Given exercise 1: Count the lines in the rows below that contain the string "face", and reply with that number alone.

# Kaggle competition

In [1]:
import pandas as pd
import numpy as np
import pickle
from scipy.sparse import csr_matrix
import matplotlib.pyplot as plt
%pylab inline
from sklearn.metrics import accuracy_score, roc_auc_score, confusion_matrix
from sklearn.model_selection import train_test_split
from sklearn.preprocessing import LabelEncoder
import subprocess

Populating the interactive namespace from numpy and matplotlib


In [2]:
def train_model(train_file, params) :
    
    err = subprocess.call('vw --oaa 550 --random_seed 7 -b 26 %s -k --cache_file cache.tmp %s \
-f kaggle_data/my_vw_model.vw' % (params, train_file) )

Given exercise 2: Pick up the Kaggle competition notebook above right after its last line and keep writing it.

Supplied records:
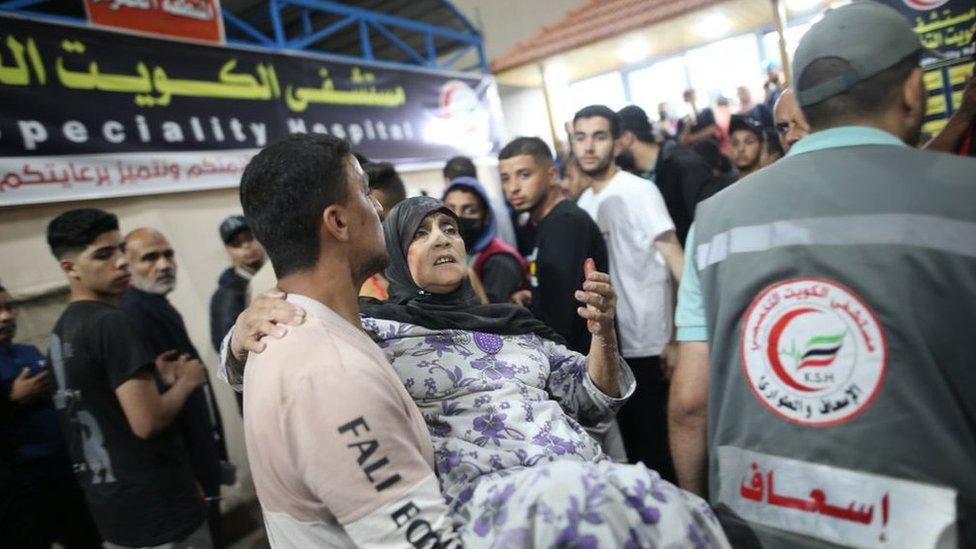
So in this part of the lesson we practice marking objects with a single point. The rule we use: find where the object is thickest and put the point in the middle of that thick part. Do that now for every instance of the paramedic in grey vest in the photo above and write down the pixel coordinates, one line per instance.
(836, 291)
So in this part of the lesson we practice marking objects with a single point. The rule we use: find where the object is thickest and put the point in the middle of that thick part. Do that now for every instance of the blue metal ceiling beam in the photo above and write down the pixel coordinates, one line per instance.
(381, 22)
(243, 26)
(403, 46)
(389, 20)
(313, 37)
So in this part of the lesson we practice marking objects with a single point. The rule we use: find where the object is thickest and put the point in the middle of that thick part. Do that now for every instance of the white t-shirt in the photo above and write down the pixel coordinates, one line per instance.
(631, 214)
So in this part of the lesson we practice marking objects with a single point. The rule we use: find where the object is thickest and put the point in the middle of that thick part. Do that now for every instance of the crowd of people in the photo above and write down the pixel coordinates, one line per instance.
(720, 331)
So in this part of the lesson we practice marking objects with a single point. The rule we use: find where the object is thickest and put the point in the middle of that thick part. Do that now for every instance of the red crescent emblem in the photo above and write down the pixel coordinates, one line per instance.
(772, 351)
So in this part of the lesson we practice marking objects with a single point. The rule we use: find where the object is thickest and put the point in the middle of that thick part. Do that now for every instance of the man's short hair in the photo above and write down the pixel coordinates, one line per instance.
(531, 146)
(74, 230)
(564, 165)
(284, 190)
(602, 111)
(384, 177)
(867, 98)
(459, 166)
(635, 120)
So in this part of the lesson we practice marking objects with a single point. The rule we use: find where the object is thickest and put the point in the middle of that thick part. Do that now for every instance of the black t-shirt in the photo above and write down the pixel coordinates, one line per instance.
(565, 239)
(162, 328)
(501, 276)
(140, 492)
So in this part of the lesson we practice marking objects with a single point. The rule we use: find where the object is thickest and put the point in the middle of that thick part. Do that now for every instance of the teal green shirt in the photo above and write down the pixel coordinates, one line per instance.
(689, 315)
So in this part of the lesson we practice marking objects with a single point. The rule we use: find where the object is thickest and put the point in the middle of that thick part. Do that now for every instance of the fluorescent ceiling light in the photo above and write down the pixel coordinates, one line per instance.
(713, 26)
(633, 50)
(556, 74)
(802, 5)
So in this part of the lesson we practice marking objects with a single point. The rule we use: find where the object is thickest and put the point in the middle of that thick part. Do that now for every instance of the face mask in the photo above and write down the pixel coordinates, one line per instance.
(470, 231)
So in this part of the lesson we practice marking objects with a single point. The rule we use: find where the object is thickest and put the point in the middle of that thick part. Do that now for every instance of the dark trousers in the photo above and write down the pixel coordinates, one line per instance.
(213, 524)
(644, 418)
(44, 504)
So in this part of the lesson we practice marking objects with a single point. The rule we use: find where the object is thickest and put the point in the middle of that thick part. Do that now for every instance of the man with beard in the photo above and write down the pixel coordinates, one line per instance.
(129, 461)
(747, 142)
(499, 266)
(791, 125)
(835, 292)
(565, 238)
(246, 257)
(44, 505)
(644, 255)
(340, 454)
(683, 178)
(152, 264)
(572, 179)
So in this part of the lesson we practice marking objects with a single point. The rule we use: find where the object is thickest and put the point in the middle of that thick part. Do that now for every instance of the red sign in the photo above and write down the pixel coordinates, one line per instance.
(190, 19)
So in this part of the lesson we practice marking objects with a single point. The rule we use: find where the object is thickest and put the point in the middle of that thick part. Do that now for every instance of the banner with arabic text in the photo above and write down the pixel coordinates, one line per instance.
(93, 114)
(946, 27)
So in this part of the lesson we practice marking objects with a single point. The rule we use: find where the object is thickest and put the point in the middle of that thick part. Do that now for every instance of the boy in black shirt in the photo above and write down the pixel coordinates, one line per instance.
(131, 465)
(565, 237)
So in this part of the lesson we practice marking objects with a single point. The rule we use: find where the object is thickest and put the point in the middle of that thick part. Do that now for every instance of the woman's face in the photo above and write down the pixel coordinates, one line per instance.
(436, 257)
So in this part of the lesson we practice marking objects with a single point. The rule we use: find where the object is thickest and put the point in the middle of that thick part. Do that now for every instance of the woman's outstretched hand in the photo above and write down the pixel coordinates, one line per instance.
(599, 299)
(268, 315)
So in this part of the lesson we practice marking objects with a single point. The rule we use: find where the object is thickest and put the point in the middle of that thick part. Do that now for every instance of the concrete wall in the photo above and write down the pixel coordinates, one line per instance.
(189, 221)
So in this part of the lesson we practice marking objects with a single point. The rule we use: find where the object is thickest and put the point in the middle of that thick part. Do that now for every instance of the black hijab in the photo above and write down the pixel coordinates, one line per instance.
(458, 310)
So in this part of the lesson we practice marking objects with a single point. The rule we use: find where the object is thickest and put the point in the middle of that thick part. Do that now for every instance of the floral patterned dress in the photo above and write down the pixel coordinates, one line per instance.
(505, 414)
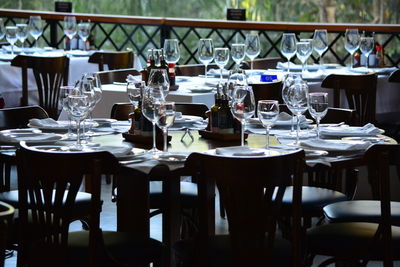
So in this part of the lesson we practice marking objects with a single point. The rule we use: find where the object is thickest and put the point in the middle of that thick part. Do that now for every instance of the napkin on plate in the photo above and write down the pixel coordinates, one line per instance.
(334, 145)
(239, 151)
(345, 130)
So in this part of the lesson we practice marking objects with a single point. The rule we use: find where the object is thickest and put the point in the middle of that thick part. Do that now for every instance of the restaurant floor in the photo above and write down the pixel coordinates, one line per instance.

Expected output 1: 2

Expected output 2:
    return err

In [3]:
def get_predict(file_name) :
    err = subprocess.call('vw -i kaggle_data/my_vw_model.vw -t -d %s -p kaggle_data/my_vw_pred.csv --random_seed 7' % file_name)

    if err != 255 :
        return pd.read_csv('kaggle_data/my_vw_pred.csv', header=None)
    else :
        print ("prediction error")
        return None

In [4]:
def write_to_submission_file(predicted_labels, out_file,
                             target='user_id', index_label="session_id"):
    # turn predictions into data frame and save as csv file
    predicted_df = pd.DataFrame(predicted_labels,
                                index = np.arange(1, predicted_labels.shape[0] + 1),
                                columns=[target])
    predicted_df.to_csv(out_file, index_label=index_label)

# Additional features

In [5]:
def load_data(file_name, user_id=True) :
    
    site_ids = list(['site%d'%i for i in range(1,11)])
    # secs_names = list(['secs%d'%i for i in range(1,11)]) 
    # add_names = list(['year', 'month', 'd_week', 'hour', 'w_end', 'period', 'sess_dur', 'utc' ])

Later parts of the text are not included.